> _TEXTO DE LECTURA_
┏━━

Este espíritu de misión estaba acompañado de una concepción militante de
la Fe, que concebía la vida como una lucha contra el Espíritu del Mal, y contra
las fuerzas que encarnaban al mismo. El ideal de Cruzada, que se había
desarrollado en la Península Ibérica tras siete siglos de lucha contra los
moros, se prolongó en nuestro territorio durante el período de la Conquista, y
fue una de las características de la cultura hispánica barroca. Dicha visión
militante de la vida se encuentra claramente expresado en esta vieja copla
riojana: “Sepa el Moro y el Judío
y el inglés que anda en la mar que María es concebida sin pecado original”[1].
La vida social tenía, por otra parte, una
gran vitalidad, siendo el fundamento de la misma la institución familiar
fundada en el Matrimonio sacramental.
La devoción a los mayores, a los antepasados, era esencial en aquellos hombres.
Lo heredado, y transmisible a la vez a las próximas generaciones, establecía
fuertes lazos vitales hacia atrás y hacia adelante en el tiempo. La pertenencia
a una familia, a un apellido, a unos antepasados; transmitir ese apellido y esa
sangre, junto con unos bienes materiales, era parte esencial de la vida de
aquella sociedad. En estos valores se fundaba el principio del Mayorazgo, por medio del cual el hijo
mayor heredaba los bienes más importantes de una familia; sin embargo, no era
sólo lo material lo que recibía, sino sobre todo la responsabilidad de mantener
el prestigio de la familia, el nombre de la misma, y continuar con los
servicios que dicha familia debía a la comunidad, en fidelidad a las hazañas y
beneficios brindados por los antepasados.

┗━━

> _EJERCICIOS Y TAREAS_
#1 Contesta estas preguntas sobre el texto de la cultura hispánica barroca:
(a) ¿Tras cuántos siglos de lucha contra los moros se había desarrollado el ideal de Cruzada en la Península Ibérica?
(b) ¿En qué estaba fundada la institución familiar?
(c) ¿Quién heredaba los bienes más importantes de una familia por medio del Mayorazgo?
#2 Vuelve a escribir sin cambios el pasaje del texto de la cultura hispánica barroca que empieza en "Lo heredado, y" y termina en "por los antepasados.".
#3 Escribe lo que sigue al texto de la cultura hispánica barroca, a partir de su última oración.

> _DATOS PROPORCIONADOS_
┏━━

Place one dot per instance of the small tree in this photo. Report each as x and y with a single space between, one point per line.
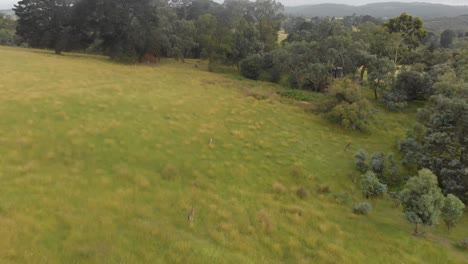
452 210
371 187
393 175
377 163
422 199
349 108
361 156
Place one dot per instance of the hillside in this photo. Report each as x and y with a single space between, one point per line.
101 162
458 24
7 12
383 10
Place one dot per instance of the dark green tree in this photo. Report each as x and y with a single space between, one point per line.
447 37
452 210
422 199
410 28
45 23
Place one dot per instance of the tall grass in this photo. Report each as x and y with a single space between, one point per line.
101 162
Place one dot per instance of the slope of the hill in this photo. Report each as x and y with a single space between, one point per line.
101 162
382 10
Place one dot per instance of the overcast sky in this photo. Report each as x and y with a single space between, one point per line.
6 4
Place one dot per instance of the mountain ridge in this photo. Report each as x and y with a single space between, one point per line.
382 10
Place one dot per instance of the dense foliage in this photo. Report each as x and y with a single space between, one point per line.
7 32
421 199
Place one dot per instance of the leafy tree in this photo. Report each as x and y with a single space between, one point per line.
44 23
377 163
411 29
362 208
207 27
447 37
371 187
414 85
349 108
361 165
131 28
251 67
268 17
245 41
393 175
452 210
7 32
183 39
381 73
421 199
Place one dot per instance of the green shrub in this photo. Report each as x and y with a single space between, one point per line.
371 187
463 244
349 108
361 165
302 193
251 67
299 95
362 208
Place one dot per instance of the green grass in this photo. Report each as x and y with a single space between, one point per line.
101 162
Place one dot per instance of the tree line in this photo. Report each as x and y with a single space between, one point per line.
151 29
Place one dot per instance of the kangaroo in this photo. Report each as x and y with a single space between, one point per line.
191 214
347 146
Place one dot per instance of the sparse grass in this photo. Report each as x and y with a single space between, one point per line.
86 147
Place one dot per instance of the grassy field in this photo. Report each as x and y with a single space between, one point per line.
101 162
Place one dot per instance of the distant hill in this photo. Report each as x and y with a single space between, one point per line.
458 24
383 10
8 13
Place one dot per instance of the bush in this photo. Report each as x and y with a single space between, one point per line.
371 187
361 165
302 193
394 100
413 85
349 108
463 244
362 208
251 67
377 163
353 116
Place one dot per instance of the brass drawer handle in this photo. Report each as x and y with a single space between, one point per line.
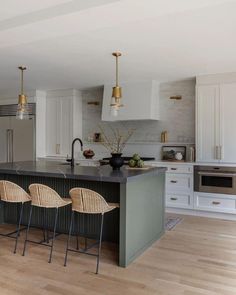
215 203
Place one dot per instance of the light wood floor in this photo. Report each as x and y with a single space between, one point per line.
197 257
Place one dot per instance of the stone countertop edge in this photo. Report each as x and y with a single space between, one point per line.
55 170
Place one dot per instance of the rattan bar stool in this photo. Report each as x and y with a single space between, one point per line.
86 201
45 197
13 193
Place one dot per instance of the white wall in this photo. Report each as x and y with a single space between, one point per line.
177 117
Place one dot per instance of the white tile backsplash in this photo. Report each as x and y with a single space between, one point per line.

┗━━

> _RESPUESTAS_
#1
(a) Tras siete siglos.
(b) En el Matrimonio sacramental.
(c) El hijo mayor.

#2
Lo heredado, y transmisible a la vez a las próximas generaciones, establecía
fuertes lazos vitales hacia atrás y hacia adelante en el tiempo. La pertenencia
a una familia, a un apellido, a unos antepasados; transmitir ese apellido y esa
sangre, junto con unos bienes materiales, era parte esencial de la vida de
aquella sociedad. En estos valores se fundaba el principio del Mayorazgo, por medio del cual el hijo
mayor heredaba los bienes más importantes de una familia; sin embargo, no era
sólo lo material lo que recibía, sino sobre todo la responsabilidad de mantener
el prestigio de la familia, el nombre de la misma, y continuar con los
servicios que dicha familia debía a la comunidad, en fidelidad a las hazañas y
beneficios brindados por los antepasados.

#3
También estaban incorporadas a la sociedad las “familias religiosas”: las diversas Órdenes y Congregaciones,
fuertemente presentes en cada ciudad a través de sus iglesias, conventos,
cofradías, Terceras Órdenes, y la celebración pública y ostentosa de sus
devociones particulares.
Entre los claustros monacales y
conventuales, y en las universidades, se encontraban los hombres que aspiraban
a alcanzar la sabiduría, parte
esencial del Bien Común al que debía aspirar toda la comunidad. A ella, además,
se debía ordenar toda la vida social como fin último de la vida humana. Por otra parte, cuando se bebe en las aguas
de la sabiduría, se puede construir un orden social más ordenado, dentro de las
limitaciones propias de la condición humana. La sabiduría no se confundía con
la ciencia, y tenía distintos niveles: el primero, cimiento de una auténtica
sabiduría, era el metafísico.
Siguiendo a los sabios antiguos y medievales, se procuraba conocer los
fundamentos esenciales de la realidad. Ascendiendo un escalón más, ese saber
racional era iluminado por la Fe, desarrollándose la Teología, piedra angular de la cultura hispánica. Aunque lo más
característico de la misma era aquel Saber intuitivo, y altísimo alcanzado por
algunas almas selectas y exquisitas: la Mística,
conocimiento experimental de las cosas de Dios.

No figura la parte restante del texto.